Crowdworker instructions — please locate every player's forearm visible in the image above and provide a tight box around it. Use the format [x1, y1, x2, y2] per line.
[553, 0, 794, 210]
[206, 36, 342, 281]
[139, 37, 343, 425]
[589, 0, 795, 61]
-------------------------
» **Brief**:
Restate each entry above word for word.

» **Result of the exercise**:
Crowdworker instructions — please locate every player's forearm visible in the image above and provide a tight box around it. Use the format [x1, y1, x2, y2] per line.
[553, 0, 794, 210]
[206, 36, 342, 281]
[139, 37, 343, 425]
[589, 0, 795, 61]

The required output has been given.